▶ WHAT IS ASKED
Reproduce the rows below from the line containing "Mark the tree canopy" through the end of the rows, requests included, with every answer coordinate multiplied by 2.45 and rounded to a whole number, halves rounded up. Leave the numbers in the requests and their format samples unchanged.

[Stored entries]
--------------------------------
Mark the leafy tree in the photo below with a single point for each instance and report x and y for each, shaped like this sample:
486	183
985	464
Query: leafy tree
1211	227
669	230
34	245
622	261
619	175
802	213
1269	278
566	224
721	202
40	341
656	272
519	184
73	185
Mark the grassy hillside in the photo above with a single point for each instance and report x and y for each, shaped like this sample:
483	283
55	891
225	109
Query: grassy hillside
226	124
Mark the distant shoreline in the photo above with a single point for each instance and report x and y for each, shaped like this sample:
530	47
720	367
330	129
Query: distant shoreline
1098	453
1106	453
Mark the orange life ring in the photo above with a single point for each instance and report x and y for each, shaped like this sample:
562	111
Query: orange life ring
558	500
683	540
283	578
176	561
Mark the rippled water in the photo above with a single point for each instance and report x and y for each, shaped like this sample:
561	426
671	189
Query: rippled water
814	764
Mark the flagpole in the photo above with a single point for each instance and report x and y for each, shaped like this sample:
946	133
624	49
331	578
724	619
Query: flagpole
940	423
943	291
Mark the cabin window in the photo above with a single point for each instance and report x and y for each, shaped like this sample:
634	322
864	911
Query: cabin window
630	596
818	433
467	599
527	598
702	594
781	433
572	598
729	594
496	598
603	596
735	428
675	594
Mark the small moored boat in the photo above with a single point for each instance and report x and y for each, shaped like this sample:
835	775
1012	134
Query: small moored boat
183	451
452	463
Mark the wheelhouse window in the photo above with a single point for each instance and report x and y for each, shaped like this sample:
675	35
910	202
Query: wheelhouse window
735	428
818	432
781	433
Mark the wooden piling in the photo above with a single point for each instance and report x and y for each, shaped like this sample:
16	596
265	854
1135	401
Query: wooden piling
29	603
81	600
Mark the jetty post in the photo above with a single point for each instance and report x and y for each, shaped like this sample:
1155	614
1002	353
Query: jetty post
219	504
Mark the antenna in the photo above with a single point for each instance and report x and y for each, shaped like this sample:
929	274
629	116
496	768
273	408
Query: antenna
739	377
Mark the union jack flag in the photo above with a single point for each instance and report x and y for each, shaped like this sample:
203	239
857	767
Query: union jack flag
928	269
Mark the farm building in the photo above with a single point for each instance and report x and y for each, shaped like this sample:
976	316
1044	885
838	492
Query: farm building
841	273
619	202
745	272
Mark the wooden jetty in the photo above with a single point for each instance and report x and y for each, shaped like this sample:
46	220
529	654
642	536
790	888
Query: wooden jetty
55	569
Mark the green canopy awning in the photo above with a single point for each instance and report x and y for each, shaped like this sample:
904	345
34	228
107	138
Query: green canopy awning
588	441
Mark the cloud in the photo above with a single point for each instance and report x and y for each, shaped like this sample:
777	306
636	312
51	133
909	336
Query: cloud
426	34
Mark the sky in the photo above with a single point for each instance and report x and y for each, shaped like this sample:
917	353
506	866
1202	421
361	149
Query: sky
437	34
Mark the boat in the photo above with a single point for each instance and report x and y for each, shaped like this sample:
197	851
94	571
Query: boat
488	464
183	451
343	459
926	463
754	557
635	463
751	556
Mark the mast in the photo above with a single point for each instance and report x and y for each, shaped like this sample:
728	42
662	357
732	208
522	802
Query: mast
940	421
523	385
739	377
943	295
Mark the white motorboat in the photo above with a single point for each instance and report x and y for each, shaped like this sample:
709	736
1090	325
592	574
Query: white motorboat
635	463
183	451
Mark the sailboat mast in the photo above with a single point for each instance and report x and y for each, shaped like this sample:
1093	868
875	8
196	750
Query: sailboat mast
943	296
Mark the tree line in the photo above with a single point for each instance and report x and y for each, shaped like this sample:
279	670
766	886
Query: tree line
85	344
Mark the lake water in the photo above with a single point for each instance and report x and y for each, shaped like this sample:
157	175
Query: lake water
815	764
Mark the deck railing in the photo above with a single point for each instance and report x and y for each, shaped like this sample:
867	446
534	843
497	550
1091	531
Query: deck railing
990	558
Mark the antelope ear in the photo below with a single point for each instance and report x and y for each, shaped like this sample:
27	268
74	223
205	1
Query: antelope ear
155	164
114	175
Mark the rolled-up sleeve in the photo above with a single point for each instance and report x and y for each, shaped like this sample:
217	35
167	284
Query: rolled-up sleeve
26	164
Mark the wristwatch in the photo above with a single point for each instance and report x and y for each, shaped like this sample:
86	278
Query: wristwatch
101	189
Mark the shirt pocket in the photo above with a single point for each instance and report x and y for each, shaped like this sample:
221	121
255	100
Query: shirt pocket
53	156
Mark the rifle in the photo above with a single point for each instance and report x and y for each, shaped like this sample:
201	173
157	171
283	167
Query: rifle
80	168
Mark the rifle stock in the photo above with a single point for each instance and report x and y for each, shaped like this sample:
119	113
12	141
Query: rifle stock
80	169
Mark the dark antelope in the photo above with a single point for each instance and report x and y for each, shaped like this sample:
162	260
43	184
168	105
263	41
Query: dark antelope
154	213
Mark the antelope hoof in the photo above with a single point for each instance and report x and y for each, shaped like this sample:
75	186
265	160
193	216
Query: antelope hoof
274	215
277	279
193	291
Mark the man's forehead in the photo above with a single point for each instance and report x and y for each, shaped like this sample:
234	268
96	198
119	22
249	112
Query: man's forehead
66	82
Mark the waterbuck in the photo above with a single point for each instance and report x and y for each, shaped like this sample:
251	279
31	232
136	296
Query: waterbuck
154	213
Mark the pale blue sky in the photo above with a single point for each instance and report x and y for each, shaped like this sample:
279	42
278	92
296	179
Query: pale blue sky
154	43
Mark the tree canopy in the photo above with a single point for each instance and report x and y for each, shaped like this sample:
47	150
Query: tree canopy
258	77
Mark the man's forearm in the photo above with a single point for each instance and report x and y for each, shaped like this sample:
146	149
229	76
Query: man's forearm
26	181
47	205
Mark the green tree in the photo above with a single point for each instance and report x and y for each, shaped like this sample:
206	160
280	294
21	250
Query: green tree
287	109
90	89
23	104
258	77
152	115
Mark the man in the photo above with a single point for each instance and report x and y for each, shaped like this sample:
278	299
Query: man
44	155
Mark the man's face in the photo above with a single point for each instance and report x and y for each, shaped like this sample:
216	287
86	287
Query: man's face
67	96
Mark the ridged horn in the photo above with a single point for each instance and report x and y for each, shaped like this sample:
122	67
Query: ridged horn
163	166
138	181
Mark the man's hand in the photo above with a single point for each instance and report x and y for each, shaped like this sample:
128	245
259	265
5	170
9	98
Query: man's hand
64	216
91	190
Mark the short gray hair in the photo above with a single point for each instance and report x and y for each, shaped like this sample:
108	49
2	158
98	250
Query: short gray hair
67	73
--------------------------------
▶ THE ANSWER
Mark the tree canopy in the photo above with a single point for each instance and report x and y for each, shaped like this sample:
47	150
Query: tree canopy
632	189
Mark the man's forearm in the photo above with a single point for each instance and report x and y for each, shaped like this sample:
146	149
229	76
Query: man's forearm
64	443
115	502
Mark the green tree in the photo above with a single point for each instance and report x and y for each, shaped like this sample:
206	160
280	294
21	250
Query: green tree
703	267
221	218
56	255
632	189
372	282
Mark the man in the photo above with a single point for each instance and report x and y for each, shaped like this sample:
278	299
Query: man
108	380
Mark the man's face in the photo above with a single point for each instance and report x and y for each, shaped like this sample:
216	287
86	287
Query: man's face
164	235
Mark the ridged horn in the photo above with a single point for each instance and report x and y for each, shaped like this sample:
122	67
Query: ridged horn
399	407
338	443
Mark the man's hand in the photo above with a single point for each instance and report x and y for each, shaped like this sample:
128	245
259	265
5	170
9	98
Query: man's hand
157	529
223	466
Mark the short gray hair in the photo above with a single point for each instance and report x and y for each, shaped like this sample:
108	49
2	158
98	250
Query: short gray hair
164	179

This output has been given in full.